Each record should be copied exactly into the answer, and no picture should go with it.

━━━━━━━━━━

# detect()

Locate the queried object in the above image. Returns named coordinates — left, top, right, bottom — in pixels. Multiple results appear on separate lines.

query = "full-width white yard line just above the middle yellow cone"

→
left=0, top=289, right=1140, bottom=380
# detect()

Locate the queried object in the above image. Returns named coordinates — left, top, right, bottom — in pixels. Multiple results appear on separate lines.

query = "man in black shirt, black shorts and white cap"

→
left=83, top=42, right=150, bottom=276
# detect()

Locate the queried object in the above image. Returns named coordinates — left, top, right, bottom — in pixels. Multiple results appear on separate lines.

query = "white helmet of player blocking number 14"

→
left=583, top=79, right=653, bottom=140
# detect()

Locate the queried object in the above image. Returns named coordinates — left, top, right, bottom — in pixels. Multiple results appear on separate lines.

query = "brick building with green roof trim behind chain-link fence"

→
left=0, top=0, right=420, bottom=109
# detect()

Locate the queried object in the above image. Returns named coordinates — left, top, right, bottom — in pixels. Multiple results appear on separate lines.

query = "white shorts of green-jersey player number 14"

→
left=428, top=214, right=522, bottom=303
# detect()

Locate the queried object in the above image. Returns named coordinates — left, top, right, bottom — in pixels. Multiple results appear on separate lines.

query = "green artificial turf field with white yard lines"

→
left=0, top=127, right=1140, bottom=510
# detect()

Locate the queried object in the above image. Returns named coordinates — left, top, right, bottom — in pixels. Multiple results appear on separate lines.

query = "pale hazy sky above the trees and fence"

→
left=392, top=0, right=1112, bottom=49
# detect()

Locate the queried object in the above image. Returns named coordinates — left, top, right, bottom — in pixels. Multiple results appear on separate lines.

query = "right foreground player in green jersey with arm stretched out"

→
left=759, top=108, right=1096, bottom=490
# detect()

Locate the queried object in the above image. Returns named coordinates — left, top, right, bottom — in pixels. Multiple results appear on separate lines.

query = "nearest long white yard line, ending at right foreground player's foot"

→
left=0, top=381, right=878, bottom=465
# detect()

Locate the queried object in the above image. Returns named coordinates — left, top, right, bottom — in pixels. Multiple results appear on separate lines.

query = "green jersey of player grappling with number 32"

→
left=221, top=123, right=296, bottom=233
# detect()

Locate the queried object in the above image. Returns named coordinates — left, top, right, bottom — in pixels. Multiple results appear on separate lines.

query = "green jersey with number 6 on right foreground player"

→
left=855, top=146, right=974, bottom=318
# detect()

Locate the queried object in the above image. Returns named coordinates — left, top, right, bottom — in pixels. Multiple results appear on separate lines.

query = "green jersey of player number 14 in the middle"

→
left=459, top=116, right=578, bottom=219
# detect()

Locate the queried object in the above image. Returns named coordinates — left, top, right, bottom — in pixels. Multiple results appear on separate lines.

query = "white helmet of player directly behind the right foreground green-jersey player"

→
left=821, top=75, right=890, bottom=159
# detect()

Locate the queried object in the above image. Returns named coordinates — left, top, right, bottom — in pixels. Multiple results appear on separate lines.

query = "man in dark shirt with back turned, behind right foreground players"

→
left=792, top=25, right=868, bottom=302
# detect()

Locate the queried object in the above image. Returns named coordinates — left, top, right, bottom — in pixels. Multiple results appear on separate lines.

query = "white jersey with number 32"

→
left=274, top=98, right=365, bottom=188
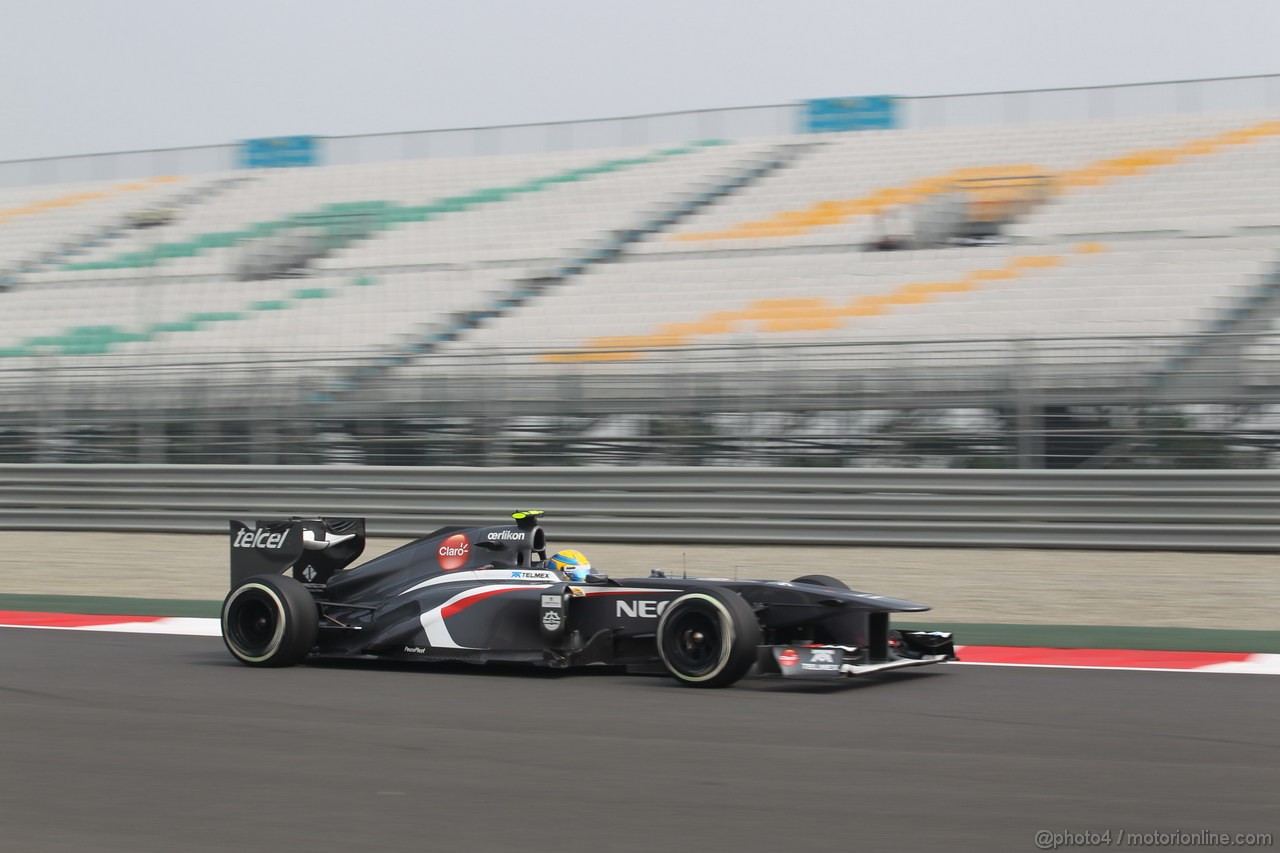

━━━━━━━━━━

# RESULT OF THE TASK
# detect()

Locate the queried object in the above image. Returns named coordinates — left, top, right, bottom — in pixels. Multiple results appear on separate lines.

query = "full-width white yard line just above the middle yellow cone"

→
left=0, top=289, right=1140, bottom=380
# detect()

Locate the queried object in the above image. Returns named coordinates — left, top, right, bottom — in pixels. Multiple results appear on separate lines.

query = "man in black shirt, black shorts and white cap"

→
left=83, top=42, right=150, bottom=276
# detect()

Locate the queried object in the above image. Returns named coordinates — left, top, right, bottom — in pixels. Multiple results appear on separate lines.

query = "white helmet of player blocking number 14"

→
left=583, top=79, right=653, bottom=140
# detect()

Locate the queried object in the above image. Returns named coordinates — left, top, right, bottom — in pixels. Multiple results appear on separate lines.

query = "brick building with green roof trim behind chain-link fence"

→
left=0, top=0, right=420, bottom=109
# detect()

Locate the queried object in the above image. Returns named coordinates — left, top, right, bottom — in pixels. Multiple results appear on separate lines.

query = "white shorts of green-jersey player number 14"

→
left=428, top=214, right=522, bottom=303
# detect()

Locate the queried object in the above image. Returns named coordinates — left, top, right, bottom — in pixels. Multiple results appear on separate lines.

query = "green artificial turf field with white yard lines"

→
left=0, top=127, right=1140, bottom=510
# detect()

Locate the queried object in the above image. Returns named coordinates — left, top, right, bottom — in pixels. Multiple results appear on separate lines.

query = "pale hazy sky above the trees and fence"

→
left=392, top=0, right=1112, bottom=49
# detect()

Locate the queried object in the above image. Returns named coordinates — left, top, right, bottom — in pixels. Multiple results appear on separate lines.

query = "right foreground player in green jersey with arm stretched out"

→
left=759, top=108, right=1096, bottom=490
# detect()

Locate the queried object in the above image. Returns named coordinates — left, top, right, bottom — in pixels. Multiple results appear on separate lines.

query = "nearest long white yard line, ending at right foreground player's foot"

→
left=0, top=381, right=878, bottom=465
# detect()

Locate the queried object in the above image. Returns named coordinates — left, top, right, bottom — in pixels. Multiple results appear on separate lines.

query = "green jersey of player grappling with number 32"

→
left=221, top=123, right=296, bottom=233
# detect()

Locate the queried object in the above image. Returns named coordinates — left, top, right, bottom — in pixels. Multiple results appear on separate lines.

query = "green jersey with number 6 on right foreground player"

→
left=855, top=146, right=974, bottom=318
# detect()

Locate the queried object in the above image. Returns named coordinates — left, top, right, bottom — in pixels. Multiple results appear on separate lines.

query = "green jersey of player number 14 in the middle"

→
left=459, top=116, right=578, bottom=219
# detect()

Locate the queried object in the above image. Returns named coordinates — left, top, right, bottom — in pixels. Multiple results appear on separate lines.

query = "white helmet of player directly behind the right foreground green-jersey player"

→
left=821, top=75, right=890, bottom=159
# detect()

Locate the queried object in the above image. Returns named coordinates — left, top, right, bottom — in pixels. Multiple results appear on separate lines.

query = "man in dark shirt with back turned, behind right foreground players"

→
left=792, top=25, right=868, bottom=302
# detect()

Locate the queried object in the above image. Returns named coordinates — left, top, right, bottom — in pixels. Multiple results appear on separate lines.

query = "white jersey with number 32"

→
left=274, top=98, right=365, bottom=188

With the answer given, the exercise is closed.